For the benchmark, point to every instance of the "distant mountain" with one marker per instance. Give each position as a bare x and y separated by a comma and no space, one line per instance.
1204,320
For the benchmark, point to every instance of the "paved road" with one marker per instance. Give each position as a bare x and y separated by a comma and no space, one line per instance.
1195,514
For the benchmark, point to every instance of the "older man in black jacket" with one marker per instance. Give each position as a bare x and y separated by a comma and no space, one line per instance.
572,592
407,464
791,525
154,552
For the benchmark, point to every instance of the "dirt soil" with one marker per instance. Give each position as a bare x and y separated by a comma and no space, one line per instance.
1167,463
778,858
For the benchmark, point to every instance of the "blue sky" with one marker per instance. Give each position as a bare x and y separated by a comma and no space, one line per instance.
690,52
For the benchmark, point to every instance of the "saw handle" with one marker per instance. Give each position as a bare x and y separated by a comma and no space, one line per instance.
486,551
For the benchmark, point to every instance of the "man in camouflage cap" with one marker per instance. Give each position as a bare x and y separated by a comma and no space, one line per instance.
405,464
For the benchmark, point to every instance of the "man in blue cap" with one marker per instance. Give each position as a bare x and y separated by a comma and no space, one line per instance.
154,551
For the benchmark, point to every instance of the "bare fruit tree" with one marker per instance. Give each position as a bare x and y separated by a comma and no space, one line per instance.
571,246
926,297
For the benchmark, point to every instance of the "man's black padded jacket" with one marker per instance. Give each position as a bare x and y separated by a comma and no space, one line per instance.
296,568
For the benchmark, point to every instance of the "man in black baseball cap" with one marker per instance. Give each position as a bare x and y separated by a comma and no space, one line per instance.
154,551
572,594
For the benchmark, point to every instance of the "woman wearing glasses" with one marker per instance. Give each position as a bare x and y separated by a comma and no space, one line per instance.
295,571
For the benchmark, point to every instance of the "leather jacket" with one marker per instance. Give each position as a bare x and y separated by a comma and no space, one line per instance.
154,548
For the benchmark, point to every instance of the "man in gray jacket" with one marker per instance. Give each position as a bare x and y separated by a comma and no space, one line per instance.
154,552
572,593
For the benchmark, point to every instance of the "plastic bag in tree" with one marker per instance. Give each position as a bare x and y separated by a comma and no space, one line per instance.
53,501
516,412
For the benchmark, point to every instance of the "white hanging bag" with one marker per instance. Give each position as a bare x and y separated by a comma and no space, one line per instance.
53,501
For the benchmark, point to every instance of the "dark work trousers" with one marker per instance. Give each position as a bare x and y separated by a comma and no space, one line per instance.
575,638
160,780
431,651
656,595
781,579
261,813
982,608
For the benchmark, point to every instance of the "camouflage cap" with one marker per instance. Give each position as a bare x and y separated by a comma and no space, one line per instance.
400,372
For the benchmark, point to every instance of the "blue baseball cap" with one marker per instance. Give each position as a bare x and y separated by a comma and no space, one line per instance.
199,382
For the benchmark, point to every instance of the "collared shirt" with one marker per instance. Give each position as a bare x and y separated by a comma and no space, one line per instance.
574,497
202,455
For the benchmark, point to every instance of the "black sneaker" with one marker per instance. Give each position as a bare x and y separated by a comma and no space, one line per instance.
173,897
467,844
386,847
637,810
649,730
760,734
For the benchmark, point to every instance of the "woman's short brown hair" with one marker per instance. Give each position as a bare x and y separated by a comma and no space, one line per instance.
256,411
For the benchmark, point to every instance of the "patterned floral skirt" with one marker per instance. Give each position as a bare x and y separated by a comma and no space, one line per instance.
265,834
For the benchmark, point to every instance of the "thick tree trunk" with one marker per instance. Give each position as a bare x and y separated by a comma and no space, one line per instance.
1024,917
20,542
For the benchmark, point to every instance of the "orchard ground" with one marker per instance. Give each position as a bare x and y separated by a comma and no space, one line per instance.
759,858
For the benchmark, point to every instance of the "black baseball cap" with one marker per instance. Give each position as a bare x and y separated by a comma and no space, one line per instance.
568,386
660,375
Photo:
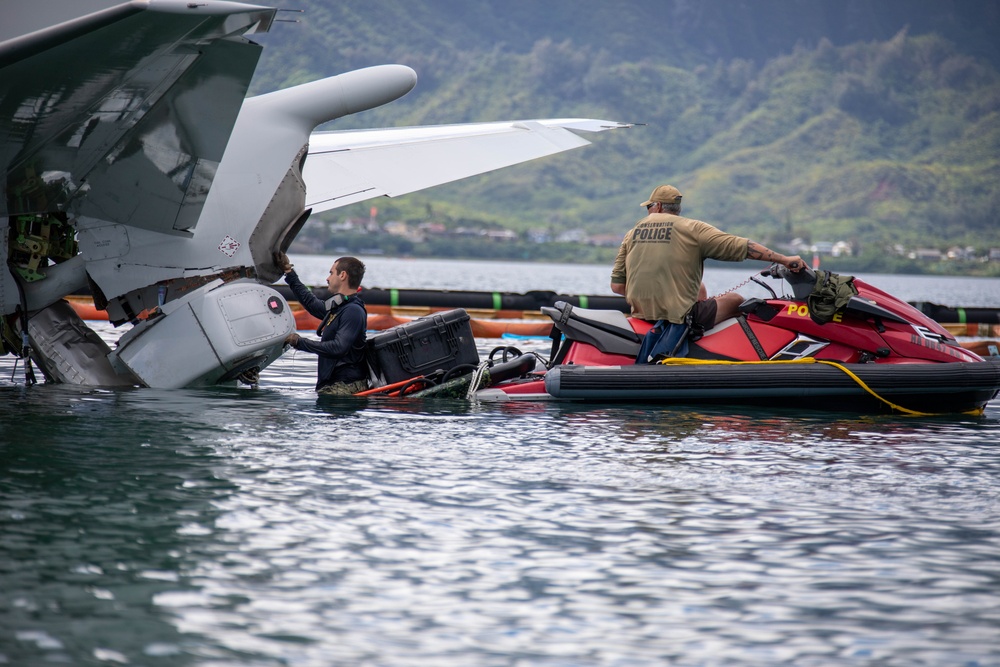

......

**What the exercise asks**. Report each line of the records above that contains the word "tree". Case counts.

**Exercise result**.
For the benchmark, point to every instance of the "bare fruit tree" with one marker per instance. Give each position as a bare x and y separated by a comma and no space, one line per instance.
For the benchmark, point to every instance of the "plastic bag in tree" with one marker per instance. Give each position as a bare x and y separated by a comma and no space, one line per instance.
For the benchmark, point to every instance of the "thick tree trunk" with one marker per instance. Give each position as a bare x and y separated by a comma and no space, one line per instance.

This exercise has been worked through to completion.